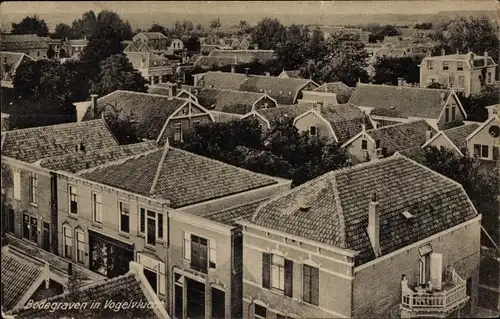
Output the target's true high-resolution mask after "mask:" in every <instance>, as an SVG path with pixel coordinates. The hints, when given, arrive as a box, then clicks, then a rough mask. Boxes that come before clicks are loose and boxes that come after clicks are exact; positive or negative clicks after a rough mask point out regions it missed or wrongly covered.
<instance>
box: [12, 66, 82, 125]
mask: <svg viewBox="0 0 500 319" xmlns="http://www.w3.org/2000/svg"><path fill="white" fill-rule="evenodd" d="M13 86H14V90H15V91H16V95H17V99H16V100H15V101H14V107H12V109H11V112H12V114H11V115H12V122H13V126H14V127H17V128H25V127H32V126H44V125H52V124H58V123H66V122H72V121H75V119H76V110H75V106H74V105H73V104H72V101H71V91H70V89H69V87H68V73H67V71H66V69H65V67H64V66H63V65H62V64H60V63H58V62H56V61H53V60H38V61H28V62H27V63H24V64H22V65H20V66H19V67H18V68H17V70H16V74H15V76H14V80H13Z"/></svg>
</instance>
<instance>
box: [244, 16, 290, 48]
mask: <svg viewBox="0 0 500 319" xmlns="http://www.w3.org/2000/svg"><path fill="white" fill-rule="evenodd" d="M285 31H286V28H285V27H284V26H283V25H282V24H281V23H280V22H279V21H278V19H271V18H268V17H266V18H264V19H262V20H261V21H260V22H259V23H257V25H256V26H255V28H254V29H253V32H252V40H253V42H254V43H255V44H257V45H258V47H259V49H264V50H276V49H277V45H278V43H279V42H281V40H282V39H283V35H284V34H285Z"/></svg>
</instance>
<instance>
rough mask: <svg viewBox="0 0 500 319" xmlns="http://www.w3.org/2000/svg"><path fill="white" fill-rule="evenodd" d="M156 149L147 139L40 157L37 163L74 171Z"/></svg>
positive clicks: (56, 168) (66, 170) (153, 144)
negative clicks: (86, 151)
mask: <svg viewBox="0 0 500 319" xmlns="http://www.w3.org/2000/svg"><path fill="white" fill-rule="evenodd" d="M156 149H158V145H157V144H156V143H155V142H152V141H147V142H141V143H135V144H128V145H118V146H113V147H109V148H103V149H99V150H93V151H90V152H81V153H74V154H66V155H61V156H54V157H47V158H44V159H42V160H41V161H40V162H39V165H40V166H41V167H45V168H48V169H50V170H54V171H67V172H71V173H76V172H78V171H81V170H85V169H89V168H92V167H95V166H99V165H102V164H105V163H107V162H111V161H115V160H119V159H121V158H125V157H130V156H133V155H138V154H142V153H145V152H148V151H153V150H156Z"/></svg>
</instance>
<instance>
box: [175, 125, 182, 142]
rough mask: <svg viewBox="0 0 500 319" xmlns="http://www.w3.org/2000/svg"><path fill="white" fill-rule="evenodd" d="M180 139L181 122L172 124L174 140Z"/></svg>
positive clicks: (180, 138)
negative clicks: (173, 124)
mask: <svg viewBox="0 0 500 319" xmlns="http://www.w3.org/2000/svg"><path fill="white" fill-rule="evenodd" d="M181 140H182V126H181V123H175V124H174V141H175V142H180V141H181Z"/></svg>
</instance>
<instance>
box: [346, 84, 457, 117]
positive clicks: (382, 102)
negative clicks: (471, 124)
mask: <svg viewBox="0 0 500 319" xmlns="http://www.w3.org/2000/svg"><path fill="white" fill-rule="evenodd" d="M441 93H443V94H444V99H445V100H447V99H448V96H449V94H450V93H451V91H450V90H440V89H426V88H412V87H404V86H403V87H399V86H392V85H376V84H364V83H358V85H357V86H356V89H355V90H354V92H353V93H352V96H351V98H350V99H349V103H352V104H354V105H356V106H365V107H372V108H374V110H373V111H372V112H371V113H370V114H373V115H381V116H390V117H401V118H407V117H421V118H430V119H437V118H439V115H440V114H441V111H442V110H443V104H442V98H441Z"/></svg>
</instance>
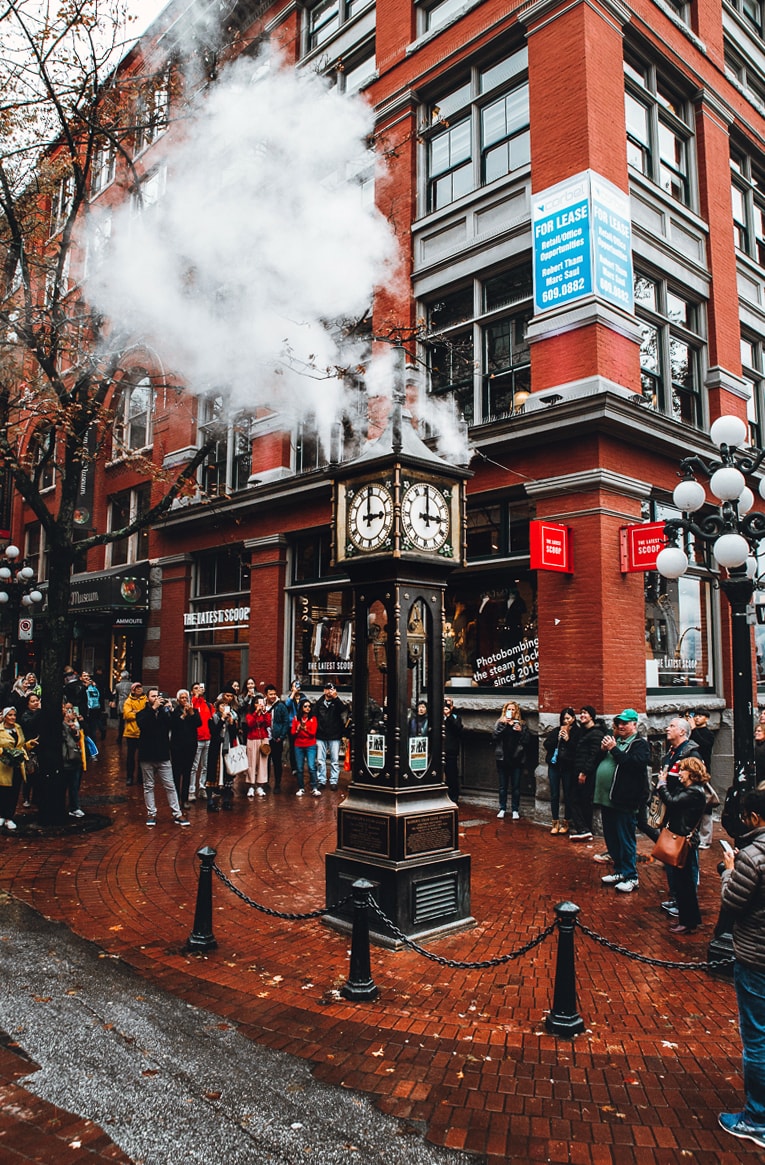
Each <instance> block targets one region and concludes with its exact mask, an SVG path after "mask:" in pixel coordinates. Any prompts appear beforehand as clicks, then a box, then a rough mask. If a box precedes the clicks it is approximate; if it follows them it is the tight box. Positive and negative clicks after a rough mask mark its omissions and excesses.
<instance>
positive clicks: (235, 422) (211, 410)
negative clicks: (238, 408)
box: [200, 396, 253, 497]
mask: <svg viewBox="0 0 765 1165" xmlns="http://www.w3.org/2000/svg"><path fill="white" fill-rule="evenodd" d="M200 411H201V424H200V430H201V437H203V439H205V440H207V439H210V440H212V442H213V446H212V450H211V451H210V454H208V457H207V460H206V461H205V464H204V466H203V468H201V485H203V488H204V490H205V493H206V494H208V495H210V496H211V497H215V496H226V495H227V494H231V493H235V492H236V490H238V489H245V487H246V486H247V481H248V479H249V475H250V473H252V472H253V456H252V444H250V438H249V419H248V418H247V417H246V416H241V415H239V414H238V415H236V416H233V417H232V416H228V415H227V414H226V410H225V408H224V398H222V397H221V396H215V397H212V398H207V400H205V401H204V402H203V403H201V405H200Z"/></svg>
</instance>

+++

Go over the data and return every line that includes the word "after".

> _Solution_
Output the target's true high-resolution mask after "mask:" in every <instance>, as an SVG path with pixel coordinates. The hints, when given, arrive as a box, then clicks, then a rough mask. Boxes that come before clicks are loose and boxes that come after clicks are exact; positive or negative clicks after a rough mask point out regions it missed or wrongly covered.
Each <instance> block targets one region and concludes with its exact mask, an SVG path after "mask:" in pixel coordinates. Any prompts appear beforehand as clicks, then a box, then a rough mask. If a box precedes the clicks it is approximate; if it follows them it is the tight box. Positive and negative clicks after a rough mask mark its omissions and excesses.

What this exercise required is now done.